THE TASK ::
Rewrite the records below, replacing "city skyline" with "harbor skyline" and leaving everything else unchanged, but omit the pictures.
+ + +
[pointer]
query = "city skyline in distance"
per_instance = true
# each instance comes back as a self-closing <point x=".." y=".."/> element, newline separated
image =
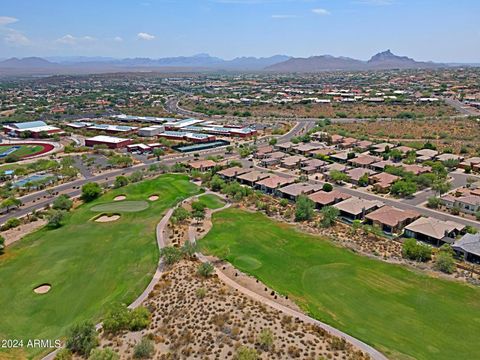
+ + +
RESPONSE ::
[pointer]
query = "harbor skyline in distance"
per_instance = true
# each instance comes back as a self-closing <point x=".." y=".."/> element, newline separated
image =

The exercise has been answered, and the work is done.